> _PASSAGE FOR REVIEW_
##########
Who qualifies?

clasificando / qualifying, by Santiago Nicolau on Flickr, licensed under Creative Commons
clasificando / qualifying, by Santiago Nicolau on Flickr, licensed under Creative Commons

It wasn’t that long of a train ride home from Union Square. But I was sure I’d get a seat and my barking dogs were demanding one. I’d gotten my glasses adjusted, done 90 minutes of research and writing work at the library, then hiked up to the big box stores to hunt for a new purse, wallet, and footwear. I was dedicated. I found these things. “You wouldn’t believe how much I saved, honey,” as the saying goes.

I didn’t manage to get a seat. I didn’t manage, despite a woman sitting almost under me getting up to insist someone else take a seat – someone unseen by me, who refused. I should have just said, “Hey, I’ll take it.” But I don’t know, something stopped me. I was going to get my own goddamn seat when the train stopped at Canal. I gulped my water desperately while I cased my fellow seated passengers. I knew those two women were getting off at Canal. I suppose it was racial profiling, really. But I was right.

I was right, but not close enough. In the space of a millisecond, while I lurched towards the seat with my shopping bags, three New Yorkers slid into place. That was it. I’d be standing. Just close enough to rush hour and no one really getting off now. For a moment I thought I’d cry. An older woman also standing surveyed me briefly.

What the hell would crying have done? And viewed objectively, what makes me look like I’d qualify for a seat? I’m looking – er – healthy these days. I am not bald. I gulped my pity party away with more cold water and settled in for the long/short ride. Fuck it, I thought, once I was feeling better. I don’t want to qualify, ever. My feet hurt? That’s not cancer, that’s bad shoes and bad genes. (One day when our health insurance recovers from its current sticker shock. and the kids don’t need me to take them anywhere, I’ll have bunion surgery and have the feet of a newborn again. Ah, reverie.)

Then someone came on who really did need help. His name was Michael and he was HIV positive for I forget how many years and I took a dollar out right away. “Thank you, everyone. I want you to have a safe weekend. I want to see you here on Monday,” he said, as though we were all colleagues, going down into the mine. Perhaps we were.
##########
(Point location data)
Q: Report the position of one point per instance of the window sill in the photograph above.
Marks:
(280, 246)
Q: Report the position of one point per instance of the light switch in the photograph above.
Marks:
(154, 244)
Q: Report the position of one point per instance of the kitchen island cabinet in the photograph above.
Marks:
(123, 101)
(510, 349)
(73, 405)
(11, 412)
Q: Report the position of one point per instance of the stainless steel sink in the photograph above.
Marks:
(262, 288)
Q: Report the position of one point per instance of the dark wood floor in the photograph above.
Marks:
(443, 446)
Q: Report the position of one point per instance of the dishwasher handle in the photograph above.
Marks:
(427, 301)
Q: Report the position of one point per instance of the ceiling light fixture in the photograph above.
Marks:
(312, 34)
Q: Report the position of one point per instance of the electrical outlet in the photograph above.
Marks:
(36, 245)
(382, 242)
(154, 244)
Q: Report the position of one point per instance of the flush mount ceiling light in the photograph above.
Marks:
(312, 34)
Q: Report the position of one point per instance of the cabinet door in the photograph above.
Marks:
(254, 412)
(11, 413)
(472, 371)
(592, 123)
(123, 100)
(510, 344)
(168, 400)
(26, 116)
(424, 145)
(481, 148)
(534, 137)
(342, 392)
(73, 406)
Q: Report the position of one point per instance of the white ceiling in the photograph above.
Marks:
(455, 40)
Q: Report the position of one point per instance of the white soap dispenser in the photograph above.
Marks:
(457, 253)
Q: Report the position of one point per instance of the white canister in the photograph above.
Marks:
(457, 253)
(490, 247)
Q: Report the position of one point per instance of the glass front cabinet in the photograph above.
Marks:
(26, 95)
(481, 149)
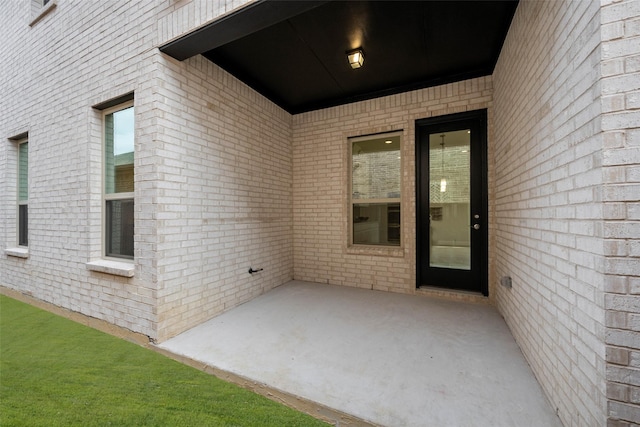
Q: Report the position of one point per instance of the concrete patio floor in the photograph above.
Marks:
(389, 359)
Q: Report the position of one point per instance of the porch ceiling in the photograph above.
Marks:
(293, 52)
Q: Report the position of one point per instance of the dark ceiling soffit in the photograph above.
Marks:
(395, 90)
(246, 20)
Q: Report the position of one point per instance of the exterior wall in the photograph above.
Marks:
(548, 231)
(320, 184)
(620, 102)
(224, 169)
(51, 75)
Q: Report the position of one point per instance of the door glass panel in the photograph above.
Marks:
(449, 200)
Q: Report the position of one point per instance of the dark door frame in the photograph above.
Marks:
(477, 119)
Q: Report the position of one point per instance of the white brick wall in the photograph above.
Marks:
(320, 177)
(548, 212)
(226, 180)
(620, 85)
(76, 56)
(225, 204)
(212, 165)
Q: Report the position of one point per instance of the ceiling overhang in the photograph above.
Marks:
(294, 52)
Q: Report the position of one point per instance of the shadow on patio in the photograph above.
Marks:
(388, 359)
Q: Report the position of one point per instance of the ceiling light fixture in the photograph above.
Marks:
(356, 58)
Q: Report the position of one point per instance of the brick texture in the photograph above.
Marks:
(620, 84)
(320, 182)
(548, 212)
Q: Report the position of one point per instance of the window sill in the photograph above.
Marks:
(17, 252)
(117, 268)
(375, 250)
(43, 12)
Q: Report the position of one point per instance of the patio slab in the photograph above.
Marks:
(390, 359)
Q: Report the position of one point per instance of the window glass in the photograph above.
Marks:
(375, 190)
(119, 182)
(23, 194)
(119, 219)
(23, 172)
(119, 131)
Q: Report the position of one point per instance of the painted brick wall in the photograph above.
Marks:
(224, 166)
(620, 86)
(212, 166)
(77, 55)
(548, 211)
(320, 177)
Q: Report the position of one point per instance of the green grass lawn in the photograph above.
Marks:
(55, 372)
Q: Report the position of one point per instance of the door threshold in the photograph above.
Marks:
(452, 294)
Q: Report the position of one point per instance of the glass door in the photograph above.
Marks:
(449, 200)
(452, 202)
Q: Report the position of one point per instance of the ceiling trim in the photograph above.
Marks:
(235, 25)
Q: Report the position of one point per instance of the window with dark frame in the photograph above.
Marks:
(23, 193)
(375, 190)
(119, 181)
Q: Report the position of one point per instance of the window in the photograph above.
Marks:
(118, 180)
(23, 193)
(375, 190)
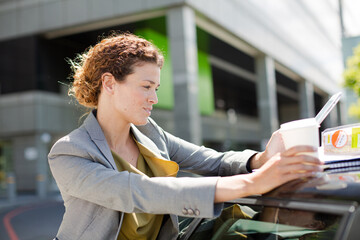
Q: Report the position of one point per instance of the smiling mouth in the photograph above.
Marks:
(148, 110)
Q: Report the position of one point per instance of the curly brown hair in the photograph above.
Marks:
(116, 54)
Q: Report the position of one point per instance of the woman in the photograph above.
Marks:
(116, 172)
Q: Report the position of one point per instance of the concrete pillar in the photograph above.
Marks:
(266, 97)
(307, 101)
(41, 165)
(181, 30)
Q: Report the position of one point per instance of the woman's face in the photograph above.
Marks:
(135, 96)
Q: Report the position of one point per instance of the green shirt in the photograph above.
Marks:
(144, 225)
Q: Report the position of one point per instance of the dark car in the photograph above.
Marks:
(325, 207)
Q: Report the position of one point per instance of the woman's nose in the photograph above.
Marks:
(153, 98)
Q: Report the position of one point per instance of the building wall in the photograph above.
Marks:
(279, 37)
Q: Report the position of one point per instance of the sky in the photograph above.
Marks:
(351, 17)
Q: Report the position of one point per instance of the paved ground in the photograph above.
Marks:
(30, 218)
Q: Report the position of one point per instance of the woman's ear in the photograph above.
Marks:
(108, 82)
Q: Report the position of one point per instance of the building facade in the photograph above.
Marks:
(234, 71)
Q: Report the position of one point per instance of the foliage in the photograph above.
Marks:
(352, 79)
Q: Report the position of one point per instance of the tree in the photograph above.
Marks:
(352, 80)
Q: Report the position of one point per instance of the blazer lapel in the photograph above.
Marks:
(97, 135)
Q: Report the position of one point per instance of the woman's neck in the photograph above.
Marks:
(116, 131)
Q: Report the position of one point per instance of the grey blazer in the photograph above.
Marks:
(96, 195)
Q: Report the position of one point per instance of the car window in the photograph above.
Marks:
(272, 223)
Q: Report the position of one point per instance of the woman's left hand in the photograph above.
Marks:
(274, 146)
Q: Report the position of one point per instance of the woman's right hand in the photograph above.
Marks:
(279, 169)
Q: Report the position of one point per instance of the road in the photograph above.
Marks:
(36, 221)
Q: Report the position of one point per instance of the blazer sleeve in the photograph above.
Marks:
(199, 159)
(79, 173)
##########
> _WHAT IS REQUIRED_
In the essay about the train ride home, at which station does the writer plan to get a seat? The records are separate from the essay and don't relate to it.

> _PROBLEM SOLUTION_
Canal